— 原文段落 —
========================================================================

Max Sum--hdoj 1003 dp

Max Sum

Time Limit: 2000/1000 MS (Java/Others)    Memory Limit: 65536/32768 K (Java/Others)
Total Submission(s): 181284    Accepted Submission(s): 42384

Problem Description

Given a sequence a[1],a[2],a[3]......a[n], your job is to calculate the max sum of a sub-sequence. For example, given (6,-1,5,4,-7), the max sum in this sequence is 6 + (-1) + 5 + 4 = 14.

 

Input

The first line of the input contains an integer T(1<=T<=20) which means the number of test cases. Then T lines follow, each line starts with a number N(1<=N<=100000), then N integers followed(all the integers are between -1000 and 1000).

========================================================================

— 所给材料 —
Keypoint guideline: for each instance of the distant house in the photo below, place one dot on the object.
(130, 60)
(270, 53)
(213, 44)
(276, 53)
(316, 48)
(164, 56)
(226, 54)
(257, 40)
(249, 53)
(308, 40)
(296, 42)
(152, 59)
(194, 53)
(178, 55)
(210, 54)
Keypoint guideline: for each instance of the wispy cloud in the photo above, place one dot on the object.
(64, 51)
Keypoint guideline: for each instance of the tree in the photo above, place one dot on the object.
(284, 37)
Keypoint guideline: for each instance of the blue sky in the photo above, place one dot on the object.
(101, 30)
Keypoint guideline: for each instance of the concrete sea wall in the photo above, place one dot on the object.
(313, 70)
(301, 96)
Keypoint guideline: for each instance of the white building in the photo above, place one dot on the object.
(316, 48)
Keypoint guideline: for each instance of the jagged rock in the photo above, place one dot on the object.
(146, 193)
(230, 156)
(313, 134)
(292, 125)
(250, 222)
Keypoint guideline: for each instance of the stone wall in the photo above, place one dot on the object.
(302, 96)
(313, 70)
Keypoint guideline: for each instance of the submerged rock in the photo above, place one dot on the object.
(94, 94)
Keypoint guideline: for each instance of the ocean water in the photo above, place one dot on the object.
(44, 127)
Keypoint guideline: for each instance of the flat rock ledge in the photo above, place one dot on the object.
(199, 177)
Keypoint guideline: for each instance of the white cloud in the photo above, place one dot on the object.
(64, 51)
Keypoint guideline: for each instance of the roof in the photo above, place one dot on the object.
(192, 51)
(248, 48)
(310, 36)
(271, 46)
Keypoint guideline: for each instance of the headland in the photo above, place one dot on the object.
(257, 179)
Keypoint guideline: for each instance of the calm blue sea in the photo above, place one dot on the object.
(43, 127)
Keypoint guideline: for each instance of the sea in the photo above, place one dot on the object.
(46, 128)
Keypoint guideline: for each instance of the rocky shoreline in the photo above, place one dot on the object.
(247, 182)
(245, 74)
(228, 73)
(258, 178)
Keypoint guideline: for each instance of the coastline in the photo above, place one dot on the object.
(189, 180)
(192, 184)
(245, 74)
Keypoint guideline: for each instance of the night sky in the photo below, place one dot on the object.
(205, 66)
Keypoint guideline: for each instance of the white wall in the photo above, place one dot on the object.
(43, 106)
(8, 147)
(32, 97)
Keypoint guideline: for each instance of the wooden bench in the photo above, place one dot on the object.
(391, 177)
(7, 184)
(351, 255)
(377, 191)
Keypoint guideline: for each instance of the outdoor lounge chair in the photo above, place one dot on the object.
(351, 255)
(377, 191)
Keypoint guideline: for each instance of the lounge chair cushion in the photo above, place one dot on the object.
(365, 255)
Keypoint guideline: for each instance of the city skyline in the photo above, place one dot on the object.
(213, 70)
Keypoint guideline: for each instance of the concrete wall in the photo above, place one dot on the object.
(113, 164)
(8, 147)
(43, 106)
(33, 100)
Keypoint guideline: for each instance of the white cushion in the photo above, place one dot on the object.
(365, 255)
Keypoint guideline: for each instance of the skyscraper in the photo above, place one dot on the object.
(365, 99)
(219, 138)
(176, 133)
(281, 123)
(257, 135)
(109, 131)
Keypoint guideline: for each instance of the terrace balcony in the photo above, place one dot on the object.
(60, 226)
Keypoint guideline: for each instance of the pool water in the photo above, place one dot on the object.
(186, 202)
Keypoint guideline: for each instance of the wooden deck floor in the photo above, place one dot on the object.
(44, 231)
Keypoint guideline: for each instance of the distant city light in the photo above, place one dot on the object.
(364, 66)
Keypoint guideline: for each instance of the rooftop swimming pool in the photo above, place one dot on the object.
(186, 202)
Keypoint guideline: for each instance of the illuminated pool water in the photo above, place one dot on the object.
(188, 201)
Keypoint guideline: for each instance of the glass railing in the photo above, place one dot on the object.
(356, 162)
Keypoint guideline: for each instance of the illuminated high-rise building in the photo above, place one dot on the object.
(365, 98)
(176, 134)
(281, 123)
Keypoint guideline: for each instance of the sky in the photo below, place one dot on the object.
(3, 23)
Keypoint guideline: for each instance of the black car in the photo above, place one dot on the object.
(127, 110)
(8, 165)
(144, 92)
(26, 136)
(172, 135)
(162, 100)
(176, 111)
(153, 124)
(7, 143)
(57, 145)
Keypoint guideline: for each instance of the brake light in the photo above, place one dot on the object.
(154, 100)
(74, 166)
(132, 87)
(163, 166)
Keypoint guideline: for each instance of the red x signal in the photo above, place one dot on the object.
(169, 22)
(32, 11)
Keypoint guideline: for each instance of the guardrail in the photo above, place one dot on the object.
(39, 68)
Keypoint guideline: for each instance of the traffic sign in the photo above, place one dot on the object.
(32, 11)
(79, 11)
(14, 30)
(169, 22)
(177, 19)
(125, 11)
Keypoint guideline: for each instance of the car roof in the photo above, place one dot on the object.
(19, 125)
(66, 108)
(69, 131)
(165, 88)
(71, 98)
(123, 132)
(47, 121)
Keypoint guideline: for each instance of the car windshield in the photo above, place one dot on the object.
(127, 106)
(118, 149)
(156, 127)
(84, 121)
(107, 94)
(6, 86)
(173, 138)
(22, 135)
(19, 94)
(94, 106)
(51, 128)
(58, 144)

========================================================================

— 给定问题 1 —
把 Max Sum 题目原文里从“The first line”一直到“-1000 and 1000).”的所有内容原样抄出来。
— 给定问题 2 —
根据 Max Sum 题目原文，序列 (6,-1,5,4,-7) 的最大子序列和是多少？
— 给定问题 3 —
从 Max Sum 题目原文的最后一句之后，接着写出下一部分。

— 正确答案 1 —
The first line of the input contains an integer T(1<=T<=20) which means the number of test cases. Then T lines follow, each line starts with a number N(1<=N<=100000), then N integers followed(all the integers are between -1000 and 1000).

— 正确答案 2 —
14

— 正确答案 3 —
 

Output

For each test case, you should output two lines. The first line is "Case #:", # means the number of the test case. The second line contains three integers, the Max Sum in the sequence, the start position of the sub-sequence, the end position of the sub-sequence. If there are more than one result, output the first one. Output a blank line between two cases.

 

Sample Input

2
5 6 -1 5 4 -7
7 0 6 -1 1 -6 7 -5

 

Sample Output

Case 1:
14 1 4
Case 2:
7 1 6

 

/*找出一个数组中和最大的一串数字，求和并输出起点和终点，简单的dp，一个数字一个数字开始加
找到小于0的话就重新开始找，否则就继续加，开始时想用01背包做，但是发现全部的数字加起来可能是
负数，这样的话01背包就没办法列出所有的情况，并且起点和终点也不好记录*/
#include<stdio.h>
#include<string.h>
int a[100010];
int main()
{
	int max,b,e,t,n,sum;
	int Case=1;
	scanf("%d",&t);
	while(t--)
	{
		scanf("%d",&n);
		memset(a,0,sizeof(a));
		for(int i=1;i<=n;i++)
		scanf("%d",&a[i]);
		int k=1;
		int max=0,flog=0;
		sum=b=e=0;
		for(int j=1;j<=n;j++)
		{
			if(a[j]>0)
			flog=1;//如果数组中没有一个数大于0，那么就找出最大的负数 
			sum+=a[j];
			if(sum<0)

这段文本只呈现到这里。